(Object location annotation data)
· · · · · · ·

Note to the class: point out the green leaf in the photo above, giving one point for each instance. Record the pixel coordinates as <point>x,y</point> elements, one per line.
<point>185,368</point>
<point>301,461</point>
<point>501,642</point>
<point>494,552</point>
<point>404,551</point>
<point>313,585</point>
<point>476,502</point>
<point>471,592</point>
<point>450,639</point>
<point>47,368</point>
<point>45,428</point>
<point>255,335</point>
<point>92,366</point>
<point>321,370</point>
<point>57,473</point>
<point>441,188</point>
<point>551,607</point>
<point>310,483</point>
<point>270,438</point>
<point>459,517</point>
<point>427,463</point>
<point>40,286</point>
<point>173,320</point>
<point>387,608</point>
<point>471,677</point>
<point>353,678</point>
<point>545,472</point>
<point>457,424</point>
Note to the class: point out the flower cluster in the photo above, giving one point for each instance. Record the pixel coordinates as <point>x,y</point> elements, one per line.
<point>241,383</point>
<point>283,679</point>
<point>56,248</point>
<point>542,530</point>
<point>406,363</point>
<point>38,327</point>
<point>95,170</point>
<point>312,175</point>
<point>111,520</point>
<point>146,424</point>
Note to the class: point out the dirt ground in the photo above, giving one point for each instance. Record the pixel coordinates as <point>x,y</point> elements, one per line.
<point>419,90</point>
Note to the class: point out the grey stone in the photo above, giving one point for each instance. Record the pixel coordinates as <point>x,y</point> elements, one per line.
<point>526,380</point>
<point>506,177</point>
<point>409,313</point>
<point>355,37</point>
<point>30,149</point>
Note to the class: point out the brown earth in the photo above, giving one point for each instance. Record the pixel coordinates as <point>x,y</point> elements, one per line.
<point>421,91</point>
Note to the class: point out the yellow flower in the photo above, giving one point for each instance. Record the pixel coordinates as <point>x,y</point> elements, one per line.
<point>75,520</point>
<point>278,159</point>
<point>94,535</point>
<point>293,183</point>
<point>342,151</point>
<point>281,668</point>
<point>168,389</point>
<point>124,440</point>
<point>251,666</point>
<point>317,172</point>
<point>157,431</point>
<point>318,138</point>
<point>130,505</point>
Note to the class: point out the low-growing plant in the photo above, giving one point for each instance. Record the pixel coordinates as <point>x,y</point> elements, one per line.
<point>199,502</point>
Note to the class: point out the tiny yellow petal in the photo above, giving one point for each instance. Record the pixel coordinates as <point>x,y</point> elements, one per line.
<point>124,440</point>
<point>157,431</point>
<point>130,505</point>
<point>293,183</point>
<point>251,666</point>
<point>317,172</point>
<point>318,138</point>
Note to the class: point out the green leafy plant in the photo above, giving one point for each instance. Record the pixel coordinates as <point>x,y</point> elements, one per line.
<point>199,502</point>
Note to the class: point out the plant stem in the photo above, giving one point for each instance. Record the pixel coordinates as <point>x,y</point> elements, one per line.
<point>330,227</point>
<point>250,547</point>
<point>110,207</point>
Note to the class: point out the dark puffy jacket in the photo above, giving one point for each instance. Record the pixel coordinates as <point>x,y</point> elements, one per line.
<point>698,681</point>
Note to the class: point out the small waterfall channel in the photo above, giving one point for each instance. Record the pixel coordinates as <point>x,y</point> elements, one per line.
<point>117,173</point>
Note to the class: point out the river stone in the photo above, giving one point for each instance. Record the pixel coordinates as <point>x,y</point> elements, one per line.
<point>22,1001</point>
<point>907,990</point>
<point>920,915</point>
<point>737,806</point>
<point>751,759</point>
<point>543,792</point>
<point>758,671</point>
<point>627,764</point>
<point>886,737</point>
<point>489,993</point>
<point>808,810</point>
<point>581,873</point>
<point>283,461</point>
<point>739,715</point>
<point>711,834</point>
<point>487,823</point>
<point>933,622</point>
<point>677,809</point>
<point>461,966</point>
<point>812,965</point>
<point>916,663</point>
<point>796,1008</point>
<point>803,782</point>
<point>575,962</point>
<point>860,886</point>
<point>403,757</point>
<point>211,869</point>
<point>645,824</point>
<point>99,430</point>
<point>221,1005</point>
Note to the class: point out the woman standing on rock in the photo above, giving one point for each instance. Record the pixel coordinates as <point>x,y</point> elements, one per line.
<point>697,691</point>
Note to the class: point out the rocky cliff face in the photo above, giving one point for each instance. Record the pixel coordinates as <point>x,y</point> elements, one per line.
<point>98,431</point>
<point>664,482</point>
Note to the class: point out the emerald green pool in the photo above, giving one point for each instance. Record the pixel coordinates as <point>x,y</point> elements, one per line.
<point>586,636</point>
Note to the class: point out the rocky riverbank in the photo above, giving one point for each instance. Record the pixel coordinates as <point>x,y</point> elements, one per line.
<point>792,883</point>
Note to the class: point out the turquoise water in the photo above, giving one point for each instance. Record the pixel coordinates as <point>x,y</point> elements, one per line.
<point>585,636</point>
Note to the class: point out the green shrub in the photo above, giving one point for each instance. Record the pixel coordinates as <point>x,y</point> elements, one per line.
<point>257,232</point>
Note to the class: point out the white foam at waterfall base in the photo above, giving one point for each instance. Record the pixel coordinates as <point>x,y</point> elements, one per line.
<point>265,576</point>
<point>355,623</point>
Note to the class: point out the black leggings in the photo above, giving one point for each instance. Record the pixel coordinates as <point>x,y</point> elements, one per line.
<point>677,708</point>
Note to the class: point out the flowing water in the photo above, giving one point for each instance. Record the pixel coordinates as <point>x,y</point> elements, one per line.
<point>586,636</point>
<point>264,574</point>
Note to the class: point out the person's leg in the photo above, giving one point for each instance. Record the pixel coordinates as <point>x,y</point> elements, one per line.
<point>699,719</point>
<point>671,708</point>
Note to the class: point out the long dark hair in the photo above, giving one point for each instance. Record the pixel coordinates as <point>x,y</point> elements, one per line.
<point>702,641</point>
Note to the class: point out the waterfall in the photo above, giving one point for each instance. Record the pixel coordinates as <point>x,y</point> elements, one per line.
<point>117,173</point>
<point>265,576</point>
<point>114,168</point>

· · · · · · ·

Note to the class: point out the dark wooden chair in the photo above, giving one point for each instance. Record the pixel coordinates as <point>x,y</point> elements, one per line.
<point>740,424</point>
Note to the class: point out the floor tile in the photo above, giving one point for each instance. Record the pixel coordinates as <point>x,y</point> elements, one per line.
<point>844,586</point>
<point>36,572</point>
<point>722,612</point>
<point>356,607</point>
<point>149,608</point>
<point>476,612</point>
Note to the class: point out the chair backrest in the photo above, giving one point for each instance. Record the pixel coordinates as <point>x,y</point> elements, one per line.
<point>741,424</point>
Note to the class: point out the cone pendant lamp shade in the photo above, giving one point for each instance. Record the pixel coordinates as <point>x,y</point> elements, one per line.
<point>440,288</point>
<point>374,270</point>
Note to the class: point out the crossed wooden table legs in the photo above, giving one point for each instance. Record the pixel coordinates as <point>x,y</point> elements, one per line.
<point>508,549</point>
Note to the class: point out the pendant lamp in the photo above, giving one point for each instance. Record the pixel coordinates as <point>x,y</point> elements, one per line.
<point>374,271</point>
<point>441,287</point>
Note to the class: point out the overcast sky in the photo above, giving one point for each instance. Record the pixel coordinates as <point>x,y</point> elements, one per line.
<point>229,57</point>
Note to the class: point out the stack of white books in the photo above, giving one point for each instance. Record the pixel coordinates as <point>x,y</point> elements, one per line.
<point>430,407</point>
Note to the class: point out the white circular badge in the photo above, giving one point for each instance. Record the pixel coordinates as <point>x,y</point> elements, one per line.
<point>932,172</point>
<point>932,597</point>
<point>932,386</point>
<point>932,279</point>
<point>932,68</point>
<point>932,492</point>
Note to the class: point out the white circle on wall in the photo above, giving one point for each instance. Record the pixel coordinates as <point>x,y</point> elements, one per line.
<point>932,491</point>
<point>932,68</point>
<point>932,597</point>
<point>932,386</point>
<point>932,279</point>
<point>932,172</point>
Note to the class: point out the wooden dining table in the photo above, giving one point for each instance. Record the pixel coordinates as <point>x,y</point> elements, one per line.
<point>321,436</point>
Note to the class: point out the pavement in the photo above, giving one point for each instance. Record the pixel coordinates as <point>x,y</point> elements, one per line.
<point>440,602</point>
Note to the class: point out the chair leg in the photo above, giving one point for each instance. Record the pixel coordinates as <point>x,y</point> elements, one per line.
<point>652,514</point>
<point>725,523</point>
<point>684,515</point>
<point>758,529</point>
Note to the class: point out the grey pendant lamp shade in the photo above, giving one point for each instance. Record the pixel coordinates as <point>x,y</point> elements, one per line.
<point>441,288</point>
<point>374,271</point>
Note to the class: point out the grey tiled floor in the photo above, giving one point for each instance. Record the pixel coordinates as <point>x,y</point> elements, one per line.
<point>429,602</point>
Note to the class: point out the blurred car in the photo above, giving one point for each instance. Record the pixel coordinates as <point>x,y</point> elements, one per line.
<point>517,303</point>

· · · · · · ·

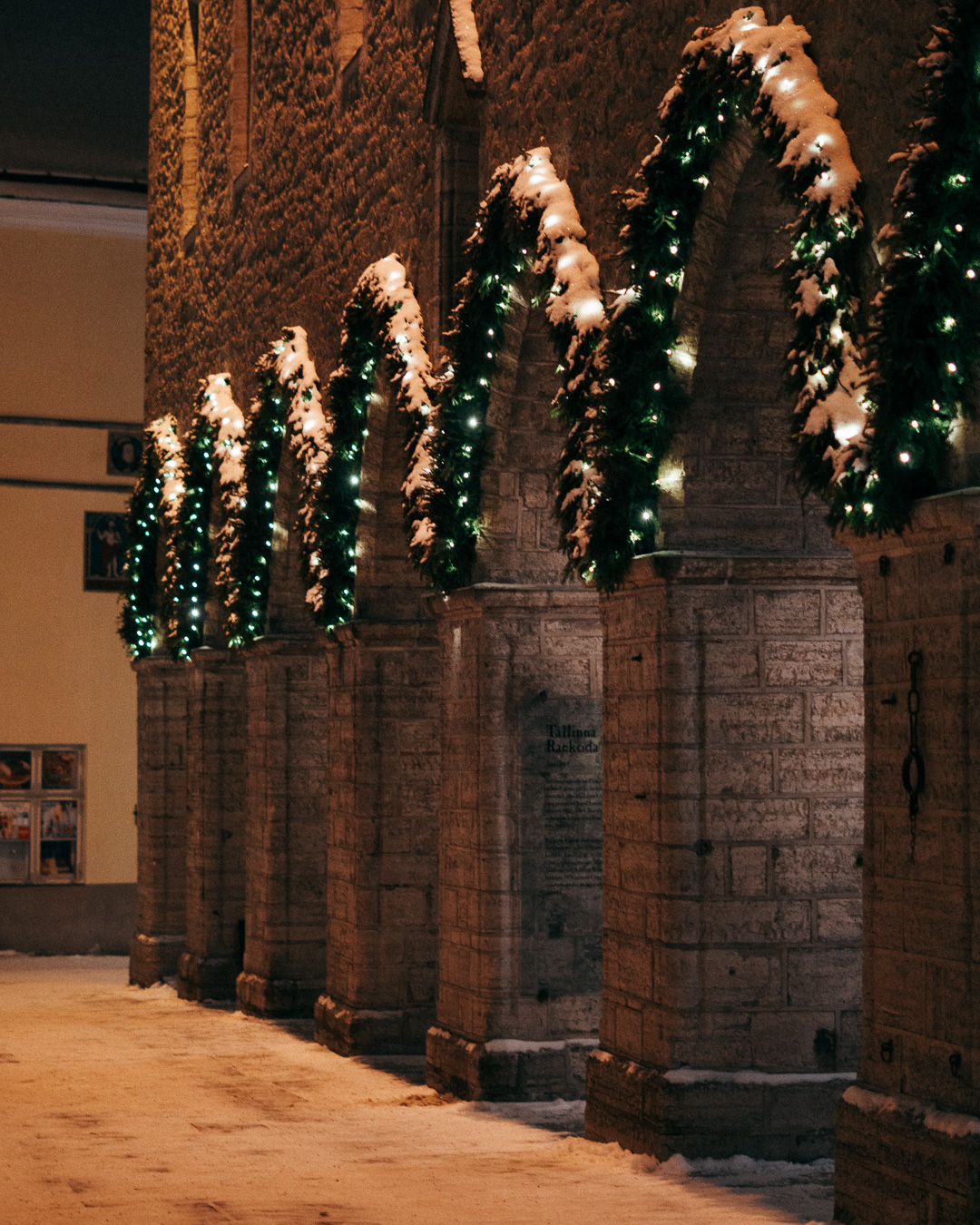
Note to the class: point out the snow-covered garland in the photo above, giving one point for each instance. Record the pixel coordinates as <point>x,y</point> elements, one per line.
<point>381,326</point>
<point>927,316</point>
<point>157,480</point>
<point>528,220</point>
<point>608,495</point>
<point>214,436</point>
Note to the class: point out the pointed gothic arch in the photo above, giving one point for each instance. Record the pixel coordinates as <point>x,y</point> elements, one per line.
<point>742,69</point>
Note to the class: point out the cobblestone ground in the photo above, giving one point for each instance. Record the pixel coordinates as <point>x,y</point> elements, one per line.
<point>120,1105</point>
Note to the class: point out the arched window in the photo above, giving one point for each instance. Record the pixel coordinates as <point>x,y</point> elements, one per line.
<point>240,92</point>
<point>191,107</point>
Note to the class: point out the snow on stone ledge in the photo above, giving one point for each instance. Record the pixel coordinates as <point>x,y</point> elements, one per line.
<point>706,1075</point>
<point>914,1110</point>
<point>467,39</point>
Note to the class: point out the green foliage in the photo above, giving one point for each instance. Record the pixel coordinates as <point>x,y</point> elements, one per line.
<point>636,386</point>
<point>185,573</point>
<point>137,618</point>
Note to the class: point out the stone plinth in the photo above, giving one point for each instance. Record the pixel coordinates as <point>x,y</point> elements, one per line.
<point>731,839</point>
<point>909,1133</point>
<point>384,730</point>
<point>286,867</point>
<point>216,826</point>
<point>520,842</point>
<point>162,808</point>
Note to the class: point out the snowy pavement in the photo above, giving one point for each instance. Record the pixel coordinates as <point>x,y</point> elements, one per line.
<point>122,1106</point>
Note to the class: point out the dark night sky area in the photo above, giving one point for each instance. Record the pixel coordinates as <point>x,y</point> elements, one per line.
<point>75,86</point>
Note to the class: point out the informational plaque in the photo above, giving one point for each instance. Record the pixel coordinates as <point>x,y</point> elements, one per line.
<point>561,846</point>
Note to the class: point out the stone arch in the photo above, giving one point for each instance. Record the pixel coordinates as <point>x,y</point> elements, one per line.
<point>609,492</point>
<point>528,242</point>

· · · · · · ·

THE PROBLEM: Turn the lines of the listing, from the one containing "Note to the class: point out the green leaf in" through the one containing "<point>501,642</point>", inclusive, into a Markdown table with columns Nr and Line. Leave out any blank lines.

PROBLEM SOLUTION:
| Nr | Line |
|---|---|
| 1 | Note to the class: point out the green leaf in the photo above, giving one point for each instance. Record the pixel coordinates as <point>x,y</point> elements, one per line. |
| 2 | <point>185,368</point> |
| 3 | <point>301,461</point> |
| 4 | <point>501,642</point> |